Secure Montgomery Multiplication and Repeated Squares for Modular Exponentiation
Lalita Devadas Columbia University and Justin Bloom Oregon State University

The researchers worked on using some recent advances in garbling of arithmetic circuits for secure exponentiation mod N, a vital operation in many cryptosystems, including in the RSA public-key cryptosystem.

A garbled circuit is a cryptographic protocol which allows for secure two-party computation, in which two parties, Alice and Bob, each with a private input, want to compute some shared function of their inputs without either party learning the other’s input.

Their novel approach implemented the Montgomery multiplication method, which uses clever arithmetic to avoid costly division by the modulus being multiplied in. The best method they found had each wire in a circuit representing one digit of a number in base p. They developed a system of base p arithmetic which is asymptotically more efficient in the given garbled circuit architecture than any existing protocols. 

They measured performance for both approaches by counting the ciphertexts communicated for a single multiplication (a typical measure of efficiency for garbled circuit operations). They found that the base p Montgomery multiplication implementation vastly outperformed all other implementations for values of N with bit length greater than 500 (i.e., all N used for applications like RSA encryption).

“Unfortunately, our best implementations showed only incremental improvement over existing non-Montgomery-based implementations for values of N used in practice,” said Lalita Devadas. “We are still looking into further optimizations using Montgomery multiplication.”

Secure multiparty computation has many applications outside of computer science. For example, suppose five friends want to know their cumulative net worth without anyone learning anyone else’s individual net worth. This is actually a secure computation problem, since the friends want to perform some computation of their inputs while keeping said inputs private from other parties.

Oops! Predicting Unintentional Action in Video
Dave Epstein Columbia University, Boyuan Chen Columbia University, and Carl Vondrick Columbia University

The paper trains models to detect when human action is unintentional using self-supervised computer vision, an important step towards machines that can intelligently reason about the intentions behind complex human actions.

Despite enormous scientific progress over the last five to ten years, machines still struggle with tasks learned quickly and autonomously by young children, such as understanding human behavior or learning to speak a language. Epstein’s research tackles these types of problems by using self-supervised computer vision, a paradigm that predicts information naturally present in large amounts of input data such as images or videos. This stands in contrast with supervised learning, which relies on humans manually labelling data (e.g. “this is a picture of a dog”).

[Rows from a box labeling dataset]
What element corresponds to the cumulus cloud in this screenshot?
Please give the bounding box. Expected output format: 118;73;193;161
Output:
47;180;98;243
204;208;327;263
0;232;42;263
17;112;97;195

Challenge 1: In the passage, what did the researchers count to measure the performance of their multiplication approaches?
Challenge 2: Please quote the box labeling entries word for word, all seven lines of them.

Reply 1: They counted the ciphertexts communicated for a single multiplication.

Reply 2:
What element corresponds to the cumulus cloud in this screenshot?
Please give the bounding box. Expected output format: 118;73;193;161
Output:
47;180;98;243
204;208;327;263
0;232;42;263
17;112;97;195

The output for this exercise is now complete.